(Stored items)
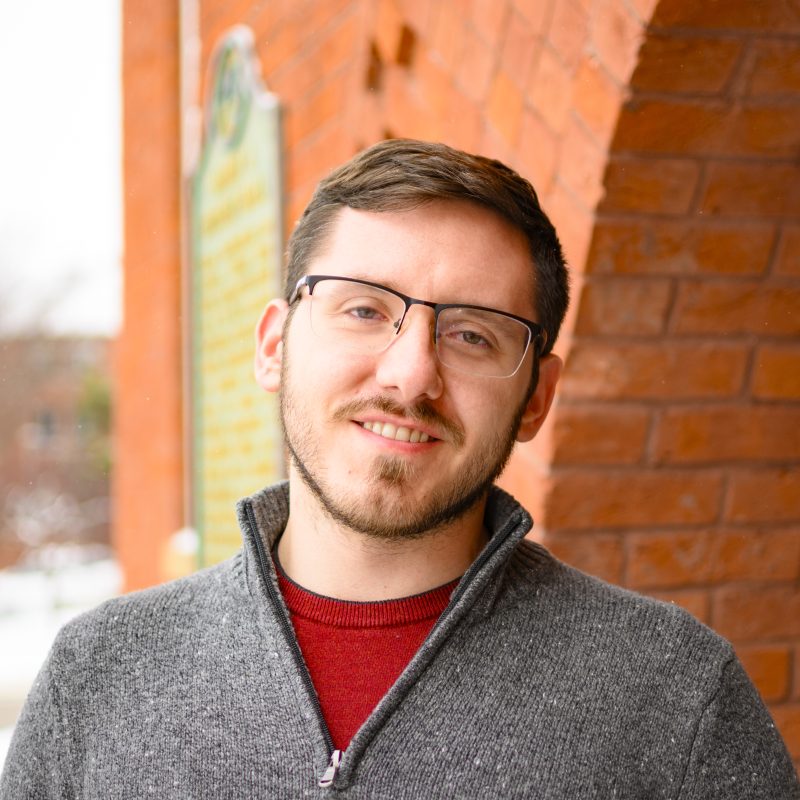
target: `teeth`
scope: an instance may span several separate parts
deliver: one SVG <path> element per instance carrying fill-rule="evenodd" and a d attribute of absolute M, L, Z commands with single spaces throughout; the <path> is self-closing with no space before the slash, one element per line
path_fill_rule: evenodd
<path fill-rule="evenodd" d="M 364 422 L 362 425 L 372 433 L 383 436 L 384 439 L 394 439 L 396 442 L 427 442 L 431 437 L 427 433 L 416 429 L 398 427 L 391 422 Z"/>

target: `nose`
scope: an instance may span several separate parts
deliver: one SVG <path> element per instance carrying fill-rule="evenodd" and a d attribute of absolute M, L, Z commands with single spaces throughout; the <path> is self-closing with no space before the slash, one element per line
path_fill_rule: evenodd
<path fill-rule="evenodd" d="M 378 384 L 402 403 L 410 404 L 423 398 L 435 400 L 444 388 L 433 341 L 433 325 L 430 309 L 412 306 L 400 331 L 378 356 L 375 371 Z"/>

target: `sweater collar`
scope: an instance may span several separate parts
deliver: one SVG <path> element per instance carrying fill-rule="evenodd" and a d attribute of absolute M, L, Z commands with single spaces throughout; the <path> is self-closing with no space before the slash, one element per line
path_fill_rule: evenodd
<path fill-rule="evenodd" d="M 248 522 L 248 508 L 252 511 L 257 530 L 253 530 Z M 254 569 L 258 557 L 255 537 L 260 537 L 264 549 L 270 552 L 286 527 L 289 518 L 289 482 L 281 481 L 267 486 L 240 500 L 237 514 L 244 539 L 245 566 L 249 578 L 252 578 L 258 573 Z M 484 516 L 489 540 L 453 592 L 450 606 L 462 598 L 471 605 L 468 598 L 474 600 L 477 593 L 485 588 L 491 575 L 506 561 L 530 531 L 532 524 L 528 512 L 511 495 L 493 486 L 489 491 Z M 269 567 L 272 567 L 271 562 Z M 271 572 L 272 579 L 277 581 L 274 569 Z M 252 581 L 248 582 L 253 588 Z"/>

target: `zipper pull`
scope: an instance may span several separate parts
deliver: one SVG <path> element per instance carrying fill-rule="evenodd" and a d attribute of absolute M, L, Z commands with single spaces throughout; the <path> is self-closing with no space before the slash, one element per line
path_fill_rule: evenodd
<path fill-rule="evenodd" d="M 328 762 L 328 768 L 325 774 L 319 779 L 319 785 L 323 789 L 327 789 L 335 780 L 336 773 L 339 772 L 339 764 L 342 763 L 342 751 L 334 750 L 331 753 L 331 760 Z"/>

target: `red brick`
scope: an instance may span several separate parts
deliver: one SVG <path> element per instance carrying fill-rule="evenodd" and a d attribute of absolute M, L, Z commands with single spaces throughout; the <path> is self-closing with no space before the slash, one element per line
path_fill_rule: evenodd
<path fill-rule="evenodd" d="M 668 408 L 656 428 L 657 463 L 800 460 L 800 408 Z"/>
<path fill-rule="evenodd" d="M 297 56 L 302 42 L 303 31 L 299 22 L 289 19 L 284 20 L 270 38 L 259 41 L 259 60 L 268 82 L 271 82 L 273 73 Z"/>
<path fill-rule="evenodd" d="M 763 272 L 775 239 L 771 225 L 601 220 L 587 271 L 648 275 Z"/>
<path fill-rule="evenodd" d="M 270 80 L 269 88 L 278 94 L 284 106 L 302 102 L 302 98 L 322 81 L 323 70 L 319 62 L 312 59 L 294 59 L 285 68 L 277 70 Z"/>
<path fill-rule="evenodd" d="M 596 277 L 581 291 L 575 333 L 655 336 L 665 328 L 671 299 L 669 280 Z"/>
<path fill-rule="evenodd" d="M 114 364 L 115 444 L 126 456 L 111 487 L 126 590 L 163 580 L 159 555 L 184 524 L 179 14 L 174 3 L 135 5 L 122 9 L 125 294 Z"/>
<path fill-rule="evenodd" d="M 770 713 L 789 755 L 795 761 L 800 760 L 800 703 L 771 706 Z"/>
<path fill-rule="evenodd" d="M 747 348 L 727 343 L 576 342 L 561 393 L 569 398 L 721 398 L 741 390 Z"/>
<path fill-rule="evenodd" d="M 628 537 L 627 580 L 639 589 L 792 581 L 798 574 L 800 529 L 668 531 Z"/>
<path fill-rule="evenodd" d="M 445 66 L 455 72 L 464 38 L 464 14 L 451 3 L 437 4 L 436 9 L 431 46 Z"/>
<path fill-rule="evenodd" d="M 797 467 L 736 470 L 730 477 L 726 519 L 731 522 L 800 521 Z"/>
<path fill-rule="evenodd" d="M 567 263 L 583 264 L 592 235 L 592 209 L 561 182 L 553 184 L 542 204 L 558 231 Z"/>
<path fill-rule="evenodd" d="M 453 92 L 449 73 L 433 61 L 430 54 L 423 53 L 415 70 L 417 90 L 425 108 L 435 117 L 443 118 Z"/>
<path fill-rule="evenodd" d="M 546 527 L 702 525 L 716 519 L 721 496 L 717 472 L 563 471 L 552 478 Z"/>
<path fill-rule="evenodd" d="M 748 53 L 745 86 L 747 94 L 755 97 L 800 93 L 800 44 L 755 40 Z"/>
<path fill-rule="evenodd" d="M 619 534 L 553 533 L 545 546 L 558 559 L 601 580 L 622 581 L 623 552 Z"/>
<path fill-rule="evenodd" d="M 553 8 L 548 41 L 560 60 L 574 71 L 587 43 L 589 21 L 575 0 L 558 0 Z"/>
<path fill-rule="evenodd" d="M 581 123 L 571 117 L 561 139 L 559 178 L 586 208 L 594 208 L 603 194 L 602 176 L 607 153 Z"/>
<path fill-rule="evenodd" d="M 254 7 L 252 0 L 249 0 L 246 5 L 249 5 L 252 11 L 257 12 L 260 16 L 263 13 L 264 5 L 273 4 L 261 4 Z M 289 6 L 291 7 L 292 4 L 290 3 Z M 306 26 L 306 31 L 322 31 L 345 9 L 347 9 L 348 15 L 355 14 L 351 0 L 325 0 L 324 3 L 308 3 L 304 7 L 297 8 L 297 11 L 301 23 Z M 280 13 L 283 17 L 287 16 L 285 10 Z"/>
<path fill-rule="evenodd" d="M 553 465 L 636 464 L 650 427 L 645 408 L 561 404 L 553 413 Z"/>
<path fill-rule="evenodd" d="M 583 59 L 573 84 L 572 107 L 597 140 L 607 145 L 617 124 L 622 94 L 593 59 Z"/>
<path fill-rule="evenodd" d="M 765 701 L 786 699 L 792 677 L 788 648 L 755 645 L 740 647 L 736 654 Z"/>
<path fill-rule="evenodd" d="M 492 81 L 486 116 L 509 145 L 519 139 L 524 98 L 519 86 L 503 71 Z"/>
<path fill-rule="evenodd" d="M 342 110 L 346 99 L 344 80 L 334 78 L 307 94 L 286 115 L 286 142 L 296 147 L 307 136 L 330 122 Z"/>
<path fill-rule="evenodd" d="M 543 47 L 528 88 L 533 109 L 553 133 L 564 130 L 572 104 L 572 79 L 549 47 Z"/>
<path fill-rule="evenodd" d="M 656 600 L 674 603 L 688 611 L 695 619 L 709 624 L 711 619 L 711 598 L 705 589 L 671 589 L 666 592 L 648 592 Z"/>
<path fill-rule="evenodd" d="M 792 697 L 795 700 L 800 700 L 800 644 L 795 645 L 794 652 L 792 653 L 792 661 L 794 662 Z"/>
<path fill-rule="evenodd" d="M 697 230 L 699 272 L 754 275 L 769 264 L 775 230 L 771 225 L 708 226 Z"/>
<path fill-rule="evenodd" d="M 311 52 L 318 52 L 323 75 L 336 72 L 354 58 L 360 44 L 361 27 L 361 20 L 354 14 L 348 14 L 326 33 L 319 34 L 318 46 Z"/>
<path fill-rule="evenodd" d="M 295 151 L 295 158 L 289 165 L 289 185 L 302 186 L 319 181 L 351 155 L 351 143 L 346 132 L 337 125 L 328 125 Z"/>
<path fill-rule="evenodd" d="M 670 155 L 792 158 L 798 127 L 796 106 L 634 99 L 622 109 L 614 144 L 620 150 Z"/>
<path fill-rule="evenodd" d="M 403 14 L 395 0 L 378 0 L 373 36 L 381 59 L 393 63 L 400 45 Z"/>
<path fill-rule="evenodd" d="M 352 0 L 348 0 L 352 3 Z M 357 5 L 357 4 L 356 4 Z M 398 0 L 403 19 L 417 31 L 428 31 L 435 16 L 437 0 Z"/>
<path fill-rule="evenodd" d="M 603 66 L 622 84 L 636 67 L 644 39 L 642 23 L 626 3 L 595 3 L 590 27 L 592 49 Z"/>
<path fill-rule="evenodd" d="M 699 177 L 696 161 L 613 159 L 606 169 L 600 211 L 685 214 Z"/>
<path fill-rule="evenodd" d="M 686 281 L 678 287 L 671 330 L 726 336 L 800 333 L 800 288 L 755 281 Z"/>
<path fill-rule="evenodd" d="M 714 629 L 735 642 L 800 637 L 800 588 L 749 584 L 718 589 Z"/>
<path fill-rule="evenodd" d="M 514 0 L 513 6 L 517 12 L 527 20 L 536 35 L 544 32 L 548 20 L 551 18 L 554 0 Z"/>
<path fill-rule="evenodd" d="M 528 20 L 517 10 L 512 10 L 500 51 L 500 65 L 520 89 L 528 85 L 534 58 L 540 47 L 541 43 Z"/>
<path fill-rule="evenodd" d="M 445 141 L 454 147 L 474 153 L 478 150 L 483 126 L 481 108 L 464 97 L 458 89 L 450 91 L 445 112 Z"/>
<path fill-rule="evenodd" d="M 472 24 L 490 48 L 500 42 L 507 12 L 507 0 L 472 0 Z"/>
<path fill-rule="evenodd" d="M 412 136 L 412 129 L 419 125 L 425 114 L 422 97 L 414 91 L 412 81 L 404 71 L 391 69 L 386 72 L 383 90 L 384 124 L 394 136 Z"/>
<path fill-rule="evenodd" d="M 478 152 L 515 168 L 514 148 L 491 125 L 483 126 Z"/>
<path fill-rule="evenodd" d="M 727 84 L 742 52 L 734 39 L 678 37 L 653 33 L 631 78 L 637 91 L 715 94 Z"/>
<path fill-rule="evenodd" d="M 800 277 L 800 226 L 784 227 L 775 274 Z"/>
<path fill-rule="evenodd" d="M 661 0 L 652 24 L 658 27 L 742 29 L 745 31 L 800 32 L 800 11 L 791 0 L 754 3 L 753 0 Z"/>
<path fill-rule="evenodd" d="M 523 174 L 533 183 L 541 198 L 553 184 L 558 143 L 540 117 L 528 109 L 522 115 L 517 152 L 523 165 Z"/>
<path fill-rule="evenodd" d="M 753 363 L 753 395 L 765 400 L 800 399 L 800 346 L 764 344 Z"/>
<path fill-rule="evenodd" d="M 795 217 L 800 181 L 794 164 L 712 162 L 700 204 L 704 214 Z"/>
<path fill-rule="evenodd" d="M 494 69 L 494 59 L 495 54 L 483 40 L 474 31 L 466 29 L 456 78 L 467 97 L 481 101 L 486 97 Z"/>

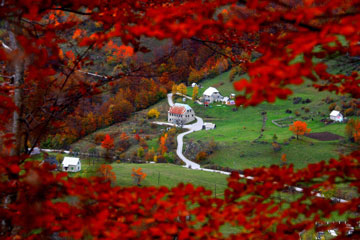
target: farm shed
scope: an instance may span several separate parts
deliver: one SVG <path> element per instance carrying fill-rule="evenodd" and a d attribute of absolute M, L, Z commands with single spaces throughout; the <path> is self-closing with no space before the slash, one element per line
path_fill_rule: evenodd
<path fill-rule="evenodd" d="M 344 120 L 344 117 L 339 111 L 333 110 L 330 113 L 330 119 L 335 122 L 342 122 Z"/>

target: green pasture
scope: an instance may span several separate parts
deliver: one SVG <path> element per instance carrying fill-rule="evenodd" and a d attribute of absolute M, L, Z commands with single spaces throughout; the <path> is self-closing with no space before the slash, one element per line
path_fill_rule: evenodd
<path fill-rule="evenodd" d="M 243 75 L 242 77 L 246 77 Z M 219 83 L 223 83 L 220 85 Z M 233 83 L 229 81 L 229 72 L 223 73 L 213 79 L 200 83 L 204 86 L 199 92 L 203 92 L 209 86 L 218 85 L 217 89 L 223 96 L 234 93 Z M 287 162 L 294 164 L 296 168 L 305 167 L 309 163 L 337 158 L 339 153 L 350 152 L 354 149 L 349 143 L 341 141 L 318 141 L 315 139 L 301 136 L 299 140 L 291 140 L 293 133 L 288 127 L 278 127 L 272 120 L 282 119 L 289 116 L 296 120 L 305 121 L 311 132 L 330 132 L 345 137 L 345 123 L 334 123 L 325 125 L 321 119 L 329 117 L 329 104 L 323 101 L 330 97 L 335 102 L 340 103 L 341 97 L 329 92 L 318 92 L 311 87 L 310 81 L 306 81 L 300 86 L 292 86 L 293 95 L 287 100 L 277 100 L 275 103 L 262 103 L 255 107 L 238 108 L 234 111 L 234 106 L 226 106 L 221 103 L 213 103 L 210 107 L 204 107 L 188 100 L 187 103 L 193 107 L 197 116 L 205 122 L 216 124 L 216 129 L 209 131 L 194 132 L 185 137 L 185 142 L 189 139 L 209 141 L 214 139 L 218 143 L 218 150 L 210 155 L 207 163 L 217 164 L 223 167 L 237 169 L 270 166 L 281 163 L 281 155 L 287 155 Z M 191 87 L 188 92 L 191 93 Z M 200 95 L 201 96 L 201 95 Z M 294 97 L 301 97 L 302 100 L 310 99 L 310 103 L 293 104 Z M 286 113 L 289 109 L 292 113 Z M 300 116 L 296 116 L 295 112 Z M 266 112 L 266 124 L 263 137 L 260 143 L 253 143 L 260 136 L 263 124 L 262 113 Z M 303 117 L 308 118 L 306 120 Z M 274 134 L 277 142 L 282 149 L 274 152 L 272 139 Z M 289 142 L 284 145 L 284 142 Z M 204 164 L 207 164 L 204 163 Z"/>

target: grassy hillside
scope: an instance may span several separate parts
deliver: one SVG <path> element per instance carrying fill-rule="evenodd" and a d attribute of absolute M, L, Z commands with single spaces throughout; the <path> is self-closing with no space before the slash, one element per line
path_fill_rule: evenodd
<path fill-rule="evenodd" d="M 243 77 L 246 77 L 245 75 Z M 229 81 L 229 72 L 221 74 L 216 78 L 206 80 L 201 83 L 204 92 L 207 87 L 215 86 L 223 96 L 234 93 L 233 85 Z M 214 139 L 218 143 L 219 149 L 208 158 L 208 163 L 215 163 L 224 167 L 238 169 L 269 166 L 280 164 L 283 153 L 287 154 L 288 163 L 293 163 L 295 167 L 305 167 L 308 163 L 327 160 L 337 157 L 340 152 L 348 152 L 352 146 L 337 141 L 318 141 L 315 139 L 301 137 L 300 140 L 291 140 L 293 135 L 288 127 L 280 128 L 272 123 L 272 120 L 293 116 L 294 119 L 305 121 L 311 132 L 330 132 L 344 136 L 344 123 L 325 125 L 320 120 L 329 117 L 329 105 L 323 99 L 329 97 L 335 102 L 340 102 L 341 97 L 329 92 L 318 92 L 312 88 L 309 82 L 301 86 L 293 86 L 294 94 L 287 100 L 277 100 L 274 104 L 263 103 L 256 107 L 239 108 L 233 111 L 233 106 L 226 106 L 214 103 L 209 108 L 194 104 L 188 101 L 195 113 L 204 118 L 205 122 L 213 122 L 216 129 L 210 131 L 195 132 L 186 136 L 186 140 L 210 141 Z M 191 87 L 188 93 L 191 93 Z M 201 96 L 201 95 L 200 95 Z M 301 97 L 303 100 L 310 99 L 307 104 L 293 104 L 294 97 Z M 307 109 L 306 109 L 307 108 Z M 289 109 L 291 114 L 285 111 Z M 300 116 L 295 116 L 298 111 Z M 308 111 L 308 112 L 306 112 Z M 259 137 L 262 127 L 262 112 L 266 112 L 267 120 L 263 137 L 260 143 L 253 143 Z M 303 117 L 308 118 L 304 120 Z M 277 142 L 282 145 L 279 152 L 274 152 L 271 142 L 276 134 Z"/>

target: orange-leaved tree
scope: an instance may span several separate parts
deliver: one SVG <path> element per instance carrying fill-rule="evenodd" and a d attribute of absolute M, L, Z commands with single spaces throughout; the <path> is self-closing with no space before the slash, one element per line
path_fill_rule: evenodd
<path fill-rule="evenodd" d="M 134 183 L 137 186 L 140 186 L 141 181 L 146 178 L 146 173 L 144 173 L 141 168 L 138 169 L 133 168 L 131 176 L 134 179 Z"/>
<path fill-rule="evenodd" d="M 112 166 L 108 164 L 101 164 L 99 168 L 99 174 L 105 179 L 105 181 L 115 182 L 116 175 L 112 171 Z"/>
<path fill-rule="evenodd" d="M 311 131 L 310 128 L 307 128 L 306 122 L 302 121 L 295 121 L 289 126 L 289 130 L 296 135 L 296 139 L 299 139 L 299 135 L 304 135 Z"/>

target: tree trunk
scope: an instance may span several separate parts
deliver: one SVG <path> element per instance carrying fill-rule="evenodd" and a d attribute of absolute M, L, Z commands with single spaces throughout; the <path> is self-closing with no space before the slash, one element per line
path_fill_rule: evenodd
<path fill-rule="evenodd" d="M 12 149 L 11 155 L 18 156 L 21 153 L 22 146 L 22 115 L 23 115 L 23 84 L 24 84 L 24 56 L 22 55 L 22 50 L 18 46 L 16 37 L 13 31 L 9 31 L 10 46 L 15 52 L 15 57 L 13 60 L 14 65 L 14 103 L 17 107 L 17 110 L 14 112 L 13 116 L 13 125 L 12 132 L 15 136 L 15 148 Z"/>

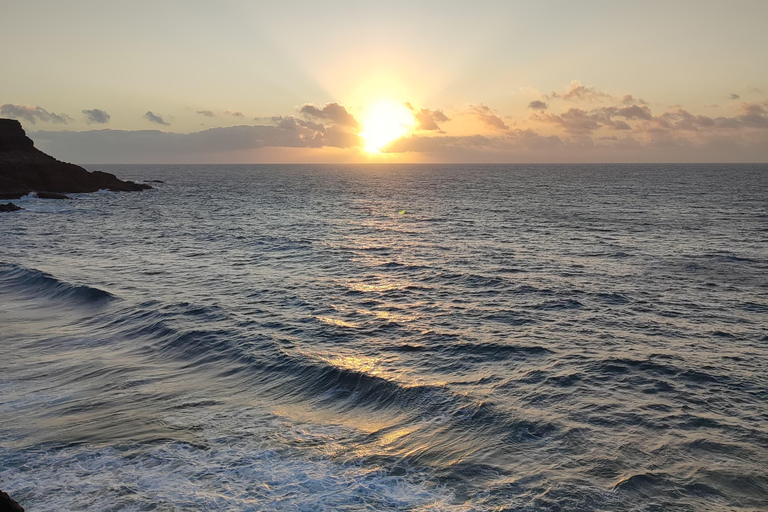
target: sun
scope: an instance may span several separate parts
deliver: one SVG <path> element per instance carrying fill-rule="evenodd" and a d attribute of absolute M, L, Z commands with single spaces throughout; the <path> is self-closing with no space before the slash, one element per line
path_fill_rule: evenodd
<path fill-rule="evenodd" d="M 362 117 L 365 141 L 369 153 L 381 153 L 381 149 L 395 139 L 407 135 L 416 125 L 413 113 L 402 103 L 380 100 L 372 103 Z"/>

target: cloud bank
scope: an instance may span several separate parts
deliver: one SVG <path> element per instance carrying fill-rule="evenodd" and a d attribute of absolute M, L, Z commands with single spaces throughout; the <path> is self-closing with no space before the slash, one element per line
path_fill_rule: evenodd
<path fill-rule="evenodd" d="M 193 133 L 160 130 L 90 130 L 31 132 L 41 149 L 81 163 L 152 163 L 254 161 L 264 148 L 359 148 L 363 142 L 343 127 L 293 117 L 273 118 L 274 125 L 210 128 Z"/>
<path fill-rule="evenodd" d="M 447 111 L 405 103 L 415 128 L 381 151 L 401 160 L 444 162 L 768 161 L 768 99 L 734 98 L 719 110 L 727 109 L 726 115 L 711 116 L 680 105 L 659 109 L 632 94 L 609 94 L 579 82 L 565 92 L 537 94 L 541 99 L 524 104 L 514 117 L 502 117 L 484 103 Z M 68 119 L 42 107 L 13 104 L 2 105 L 0 113 L 31 123 Z M 109 121 L 109 114 L 100 109 L 83 113 L 88 123 Z M 244 118 L 237 111 L 196 113 L 220 122 Z M 170 125 L 152 111 L 144 118 Z M 283 155 L 318 155 L 325 150 L 343 154 L 346 160 L 370 158 L 362 149 L 362 126 L 354 109 L 340 103 L 306 103 L 295 115 L 256 121 L 193 133 L 89 130 L 38 131 L 31 136 L 55 156 L 81 163 L 258 162 L 277 154 L 268 151 L 275 148 L 282 148 Z"/>

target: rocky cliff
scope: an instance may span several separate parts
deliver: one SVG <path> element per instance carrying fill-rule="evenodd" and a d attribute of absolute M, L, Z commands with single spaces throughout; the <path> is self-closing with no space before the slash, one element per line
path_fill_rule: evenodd
<path fill-rule="evenodd" d="M 0 199 L 16 199 L 30 192 L 130 192 L 147 188 L 152 187 L 60 162 L 36 149 L 21 123 L 0 119 Z"/>
<path fill-rule="evenodd" d="M 24 512 L 24 508 L 8 496 L 8 494 L 0 491 L 0 512 Z"/>

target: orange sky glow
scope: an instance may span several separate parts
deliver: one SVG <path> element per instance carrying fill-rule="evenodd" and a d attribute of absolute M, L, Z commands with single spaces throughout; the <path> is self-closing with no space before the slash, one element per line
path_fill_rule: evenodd
<path fill-rule="evenodd" d="M 78 163 L 768 161 L 765 2 L 4 10 L 0 117 Z"/>

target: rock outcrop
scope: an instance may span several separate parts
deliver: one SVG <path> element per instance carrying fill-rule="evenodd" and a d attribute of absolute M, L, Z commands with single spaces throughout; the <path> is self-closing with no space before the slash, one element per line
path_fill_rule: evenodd
<path fill-rule="evenodd" d="M 19 210 L 23 210 L 24 208 L 21 208 L 20 206 L 16 206 L 13 203 L 0 203 L 0 212 L 17 212 Z"/>
<path fill-rule="evenodd" d="M 0 491 L 0 512 L 24 512 L 24 509 L 7 493 Z"/>
<path fill-rule="evenodd" d="M 132 192 L 148 188 L 152 187 L 122 181 L 108 172 L 89 172 L 60 162 L 35 148 L 21 123 L 0 119 L 0 199 L 17 199 L 30 192 L 61 194 L 100 189 Z"/>

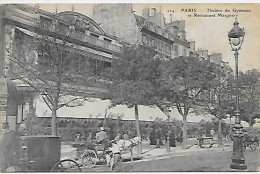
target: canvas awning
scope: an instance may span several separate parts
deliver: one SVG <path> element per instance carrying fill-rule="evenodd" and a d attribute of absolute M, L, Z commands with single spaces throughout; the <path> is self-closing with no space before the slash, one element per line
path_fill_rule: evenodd
<path fill-rule="evenodd" d="M 117 119 L 120 116 L 121 120 L 135 120 L 134 108 L 128 108 L 126 105 L 118 105 L 109 108 L 110 100 L 101 100 L 91 98 L 91 101 L 85 101 L 81 106 L 62 107 L 57 111 L 57 117 L 61 118 L 108 118 Z M 48 108 L 41 96 L 34 99 L 35 113 L 38 117 L 51 117 L 51 110 Z M 107 110 L 107 111 L 106 111 Z M 167 116 L 156 106 L 138 106 L 140 121 L 154 121 L 156 118 L 162 120 L 167 119 Z"/>
<path fill-rule="evenodd" d="M 211 122 L 213 118 L 214 116 L 211 114 L 196 115 L 194 113 L 189 113 L 187 116 L 187 121 L 190 123 L 199 123 L 201 120 L 204 120 L 206 122 Z M 181 116 L 177 108 L 173 108 L 170 113 L 170 119 L 182 121 L 183 117 Z"/>

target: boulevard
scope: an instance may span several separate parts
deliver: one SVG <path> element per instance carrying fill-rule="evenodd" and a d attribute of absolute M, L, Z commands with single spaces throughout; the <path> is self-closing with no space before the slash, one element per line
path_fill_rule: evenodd
<path fill-rule="evenodd" d="M 177 152 L 170 156 L 161 156 L 154 159 L 137 160 L 134 162 L 123 162 L 116 171 L 123 172 L 223 172 L 223 171 L 259 171 L 260 162 L 259 147 L 257 151 L 252 152 L 247 149 L 244 153 L 246 158 L 246 170 L 230 169 L 232 157 L 232 148 L 224 150 L 215 149 L 212 151 L 195 151 L 190 153 L 178 154 Z M 83 172 L 109 172 L 111 171 L 105 165 L 98 165 L 91 169 L 82 169 Z"/>

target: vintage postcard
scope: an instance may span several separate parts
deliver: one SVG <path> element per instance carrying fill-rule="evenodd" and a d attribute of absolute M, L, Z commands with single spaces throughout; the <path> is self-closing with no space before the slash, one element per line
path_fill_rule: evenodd
<path fill-rule="evenodd" d="M 1 172 L 260 171 L 260 4 L 0 4 Z"/>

_WORK ITEM:_
Find every line of the data that includes the string "orange". Copy each of those lines.

_TASK RESPONSE:_
target: orange-leaved tree
target: orange sky glow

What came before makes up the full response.